## EXERCISE AIM
Exactly the lines from the one containing "Place one point per instance of the tall" through the final line of the listing are to be retyped, and nothing more.

--- START DATA PROVIDED ---

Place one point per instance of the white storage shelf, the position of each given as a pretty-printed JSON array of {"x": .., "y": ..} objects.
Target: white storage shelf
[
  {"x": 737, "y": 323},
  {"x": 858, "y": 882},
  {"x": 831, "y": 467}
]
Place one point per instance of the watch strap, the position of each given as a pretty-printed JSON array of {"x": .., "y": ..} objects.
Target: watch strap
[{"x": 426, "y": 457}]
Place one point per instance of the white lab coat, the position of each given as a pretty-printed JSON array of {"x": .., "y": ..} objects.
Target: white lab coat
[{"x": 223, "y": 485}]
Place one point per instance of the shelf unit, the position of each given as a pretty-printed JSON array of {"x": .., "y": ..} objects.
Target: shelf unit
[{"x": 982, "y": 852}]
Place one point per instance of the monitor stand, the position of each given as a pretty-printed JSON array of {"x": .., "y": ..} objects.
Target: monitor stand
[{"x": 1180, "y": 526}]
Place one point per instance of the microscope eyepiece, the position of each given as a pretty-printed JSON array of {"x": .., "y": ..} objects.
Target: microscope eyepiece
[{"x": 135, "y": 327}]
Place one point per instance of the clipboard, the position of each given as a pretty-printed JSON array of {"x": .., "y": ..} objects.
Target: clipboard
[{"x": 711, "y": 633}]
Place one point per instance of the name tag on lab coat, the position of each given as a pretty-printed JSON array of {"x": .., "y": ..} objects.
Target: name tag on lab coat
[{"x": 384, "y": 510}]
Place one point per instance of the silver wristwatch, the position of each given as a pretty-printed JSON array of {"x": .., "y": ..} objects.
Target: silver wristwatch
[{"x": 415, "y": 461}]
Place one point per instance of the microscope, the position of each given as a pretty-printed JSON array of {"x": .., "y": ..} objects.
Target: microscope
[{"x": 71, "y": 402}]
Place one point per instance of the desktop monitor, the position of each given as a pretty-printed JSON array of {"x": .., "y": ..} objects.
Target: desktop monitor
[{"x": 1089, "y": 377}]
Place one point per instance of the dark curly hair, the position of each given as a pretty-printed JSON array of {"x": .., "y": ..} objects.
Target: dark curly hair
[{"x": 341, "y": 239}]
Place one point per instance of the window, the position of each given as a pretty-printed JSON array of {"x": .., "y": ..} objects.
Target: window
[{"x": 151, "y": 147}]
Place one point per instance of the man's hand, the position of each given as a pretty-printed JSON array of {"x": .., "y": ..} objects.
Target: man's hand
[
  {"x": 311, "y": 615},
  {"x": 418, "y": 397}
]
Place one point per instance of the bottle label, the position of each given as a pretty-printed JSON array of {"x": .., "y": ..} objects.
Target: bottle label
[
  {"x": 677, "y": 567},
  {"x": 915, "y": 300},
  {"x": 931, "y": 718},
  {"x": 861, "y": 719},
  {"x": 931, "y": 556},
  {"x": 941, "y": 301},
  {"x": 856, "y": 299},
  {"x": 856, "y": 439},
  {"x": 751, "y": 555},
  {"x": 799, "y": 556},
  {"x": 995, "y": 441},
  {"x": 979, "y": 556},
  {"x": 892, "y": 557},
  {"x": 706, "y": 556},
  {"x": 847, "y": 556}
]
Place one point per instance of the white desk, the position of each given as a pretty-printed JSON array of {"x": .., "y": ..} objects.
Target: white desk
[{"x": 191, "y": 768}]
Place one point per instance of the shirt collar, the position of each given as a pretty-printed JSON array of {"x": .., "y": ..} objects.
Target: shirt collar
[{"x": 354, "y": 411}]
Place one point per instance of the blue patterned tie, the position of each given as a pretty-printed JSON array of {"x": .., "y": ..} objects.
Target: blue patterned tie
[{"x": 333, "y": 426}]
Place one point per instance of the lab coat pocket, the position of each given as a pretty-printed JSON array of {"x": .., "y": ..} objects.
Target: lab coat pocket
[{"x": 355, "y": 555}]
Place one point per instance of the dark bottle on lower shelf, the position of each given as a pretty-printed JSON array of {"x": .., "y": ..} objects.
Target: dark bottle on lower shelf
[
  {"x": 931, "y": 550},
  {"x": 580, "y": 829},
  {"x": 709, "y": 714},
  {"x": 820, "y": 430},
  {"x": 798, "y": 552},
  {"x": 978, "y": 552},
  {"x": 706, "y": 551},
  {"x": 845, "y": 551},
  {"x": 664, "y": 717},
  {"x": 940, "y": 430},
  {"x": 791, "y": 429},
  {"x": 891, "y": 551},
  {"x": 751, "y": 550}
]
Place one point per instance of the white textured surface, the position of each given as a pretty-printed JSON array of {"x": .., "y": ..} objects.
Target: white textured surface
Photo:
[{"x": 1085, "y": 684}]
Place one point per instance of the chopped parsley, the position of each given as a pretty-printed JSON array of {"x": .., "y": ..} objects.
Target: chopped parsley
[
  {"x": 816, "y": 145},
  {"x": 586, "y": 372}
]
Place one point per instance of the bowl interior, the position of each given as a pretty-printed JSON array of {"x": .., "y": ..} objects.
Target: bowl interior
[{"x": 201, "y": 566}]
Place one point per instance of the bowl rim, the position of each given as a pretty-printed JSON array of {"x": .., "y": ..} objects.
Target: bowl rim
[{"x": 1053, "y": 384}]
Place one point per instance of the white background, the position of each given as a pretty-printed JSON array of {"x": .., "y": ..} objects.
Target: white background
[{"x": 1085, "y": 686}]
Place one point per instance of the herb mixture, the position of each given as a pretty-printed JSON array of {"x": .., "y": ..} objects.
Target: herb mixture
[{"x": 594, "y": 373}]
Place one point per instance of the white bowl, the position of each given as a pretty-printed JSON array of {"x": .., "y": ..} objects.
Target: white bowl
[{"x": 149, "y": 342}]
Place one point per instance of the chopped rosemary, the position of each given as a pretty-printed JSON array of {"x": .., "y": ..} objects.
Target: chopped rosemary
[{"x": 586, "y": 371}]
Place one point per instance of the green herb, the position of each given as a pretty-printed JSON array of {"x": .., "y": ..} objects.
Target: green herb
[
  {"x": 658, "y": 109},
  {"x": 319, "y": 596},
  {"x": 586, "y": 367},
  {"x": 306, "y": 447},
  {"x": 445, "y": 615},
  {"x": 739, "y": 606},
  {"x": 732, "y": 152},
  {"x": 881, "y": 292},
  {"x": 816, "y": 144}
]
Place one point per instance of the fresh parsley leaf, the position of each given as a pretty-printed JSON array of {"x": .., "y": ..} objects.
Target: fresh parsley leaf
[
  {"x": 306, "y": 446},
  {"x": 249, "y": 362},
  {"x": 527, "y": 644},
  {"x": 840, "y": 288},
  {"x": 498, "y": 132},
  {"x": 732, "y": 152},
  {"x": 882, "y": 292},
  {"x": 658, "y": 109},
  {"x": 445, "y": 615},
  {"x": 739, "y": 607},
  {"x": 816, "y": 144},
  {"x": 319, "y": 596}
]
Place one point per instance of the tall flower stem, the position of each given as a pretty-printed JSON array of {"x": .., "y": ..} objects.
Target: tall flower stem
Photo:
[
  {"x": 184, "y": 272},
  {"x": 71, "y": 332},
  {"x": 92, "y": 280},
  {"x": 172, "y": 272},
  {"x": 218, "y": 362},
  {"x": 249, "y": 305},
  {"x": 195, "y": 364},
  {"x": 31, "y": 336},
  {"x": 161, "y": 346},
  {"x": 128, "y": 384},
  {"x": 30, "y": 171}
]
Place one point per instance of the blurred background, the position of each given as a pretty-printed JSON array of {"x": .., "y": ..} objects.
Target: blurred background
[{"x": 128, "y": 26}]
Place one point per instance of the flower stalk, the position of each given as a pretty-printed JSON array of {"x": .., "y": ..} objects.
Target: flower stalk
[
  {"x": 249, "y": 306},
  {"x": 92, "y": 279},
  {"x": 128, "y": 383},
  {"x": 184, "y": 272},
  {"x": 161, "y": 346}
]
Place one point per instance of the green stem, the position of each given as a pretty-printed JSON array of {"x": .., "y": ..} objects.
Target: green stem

--- END DATA PROVIDED ---

## EXPECTED ANSWER
Place one point per instance of the tall flower stem, the position of each given as a pretty-printed JSON array of {"x": .., "y": ..} objects.
Target: tall flower stem
Photo:
[
  {"x": 184, "y": 272},
  {"x": 71, "y": 332},
  {"x": 92, "y": 280},
  {"x": 172, "y": 272},
  {"x": 218, "y": 362},
  {"x": 249, "y": 305},
  {"x": 195, "y": 364},
  {"x": 31, "y": 336},
  {"x": 161, "y": 346},
  {"x": 128, "y": 384},
  {"x": 30, "y": 171}
]
Place one point per instance of the blurred background, the position of each given as a pretty-printed JSON array of {"x": .., "y": ..} objects.
Target: blurred background
[{"x": 128, "y": 26}]
Place one point per instance of the flower stalk, the position of each given as a pretty-printed JSON array of {"x": .., "y": ..} objects.
Target: flower stalk
[
  {"x": 249, "y": 306},
  {"x": 92, "y": 279},
  {"x": 128, "y": 383},
  {"x": 184, "y": 272},
  {"x": 161, "y": 346}
]
Place one point per instance of the green stem, the position of each given as a pretty-printed JSON array of {"x": .., "y": ..} objects.
Target: green stem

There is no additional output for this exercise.